### [Aim]
Rescale the part of the entries that opens with the line containing "bbox: support column" and closes at the end of the entries, reproducing every line of it, requests included, with each bounding-box coordinate in the answers multiplied by 2.6 and rounded to a whole number (halves up). Return only that part.

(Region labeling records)
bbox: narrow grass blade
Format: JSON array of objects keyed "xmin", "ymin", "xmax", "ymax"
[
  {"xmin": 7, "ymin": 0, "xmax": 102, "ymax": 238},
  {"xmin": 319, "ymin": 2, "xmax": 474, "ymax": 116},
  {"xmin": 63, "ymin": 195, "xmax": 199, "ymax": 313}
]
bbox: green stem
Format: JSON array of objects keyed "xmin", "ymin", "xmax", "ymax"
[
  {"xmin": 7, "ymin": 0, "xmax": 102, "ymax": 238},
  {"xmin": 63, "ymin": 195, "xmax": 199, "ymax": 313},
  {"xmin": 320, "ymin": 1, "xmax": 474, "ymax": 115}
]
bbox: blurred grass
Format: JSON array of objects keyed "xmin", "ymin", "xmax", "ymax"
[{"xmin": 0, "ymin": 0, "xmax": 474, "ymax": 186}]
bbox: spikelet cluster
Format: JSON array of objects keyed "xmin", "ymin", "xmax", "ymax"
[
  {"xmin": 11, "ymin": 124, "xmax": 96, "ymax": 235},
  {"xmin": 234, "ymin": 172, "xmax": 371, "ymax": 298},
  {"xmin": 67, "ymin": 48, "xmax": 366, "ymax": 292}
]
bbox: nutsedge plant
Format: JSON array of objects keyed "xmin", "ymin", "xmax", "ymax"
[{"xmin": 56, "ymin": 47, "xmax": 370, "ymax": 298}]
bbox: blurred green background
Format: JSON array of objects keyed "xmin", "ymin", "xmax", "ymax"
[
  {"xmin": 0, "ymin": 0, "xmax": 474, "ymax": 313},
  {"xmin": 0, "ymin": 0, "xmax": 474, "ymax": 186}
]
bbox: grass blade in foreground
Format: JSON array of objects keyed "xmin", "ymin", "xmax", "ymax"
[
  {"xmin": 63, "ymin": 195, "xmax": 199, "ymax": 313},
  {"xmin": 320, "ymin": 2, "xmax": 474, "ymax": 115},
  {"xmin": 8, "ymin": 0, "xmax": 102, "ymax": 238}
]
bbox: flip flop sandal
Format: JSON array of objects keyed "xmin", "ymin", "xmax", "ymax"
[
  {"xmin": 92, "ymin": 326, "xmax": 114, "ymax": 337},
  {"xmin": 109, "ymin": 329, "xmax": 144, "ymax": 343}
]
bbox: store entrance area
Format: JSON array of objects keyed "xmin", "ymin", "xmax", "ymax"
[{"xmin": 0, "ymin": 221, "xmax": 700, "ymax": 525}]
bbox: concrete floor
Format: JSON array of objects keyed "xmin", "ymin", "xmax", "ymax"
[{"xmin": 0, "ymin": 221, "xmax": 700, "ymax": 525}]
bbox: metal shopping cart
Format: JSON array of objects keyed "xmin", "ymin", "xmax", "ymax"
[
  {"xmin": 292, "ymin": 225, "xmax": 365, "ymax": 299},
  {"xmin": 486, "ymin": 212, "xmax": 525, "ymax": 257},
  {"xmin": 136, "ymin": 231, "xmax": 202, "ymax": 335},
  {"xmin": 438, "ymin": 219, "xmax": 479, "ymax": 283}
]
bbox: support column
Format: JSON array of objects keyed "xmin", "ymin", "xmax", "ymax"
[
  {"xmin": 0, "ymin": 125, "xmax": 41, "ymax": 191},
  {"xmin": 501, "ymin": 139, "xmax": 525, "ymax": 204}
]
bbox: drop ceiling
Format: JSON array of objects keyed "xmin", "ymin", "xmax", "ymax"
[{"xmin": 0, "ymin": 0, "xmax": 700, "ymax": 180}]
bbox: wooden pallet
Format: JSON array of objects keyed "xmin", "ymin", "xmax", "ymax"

### [Result of this task]
bbox: support column
Format: JSON array of objects keyed "xmin", "ymin", "xmax", "ymax"
[
  {"xmin": 0, "ymin": 325, "xmax": 107, "ymax": 497},
  {"xmin": 1303, "ymin": 361, "xmax": 1365, "ymax": 530}
]
bbox: drop ceiling
Format: JSON array of objects keyed "xmin", "ymin", "xmax", "ymax"
[{"xmin": 0, "ymin": 0, "xmax": 1820, "ymax": 468}]
bbox: wooden pallet
Format: JSON array of objects keyed "xmin", "ymin", "xmax", "ymax"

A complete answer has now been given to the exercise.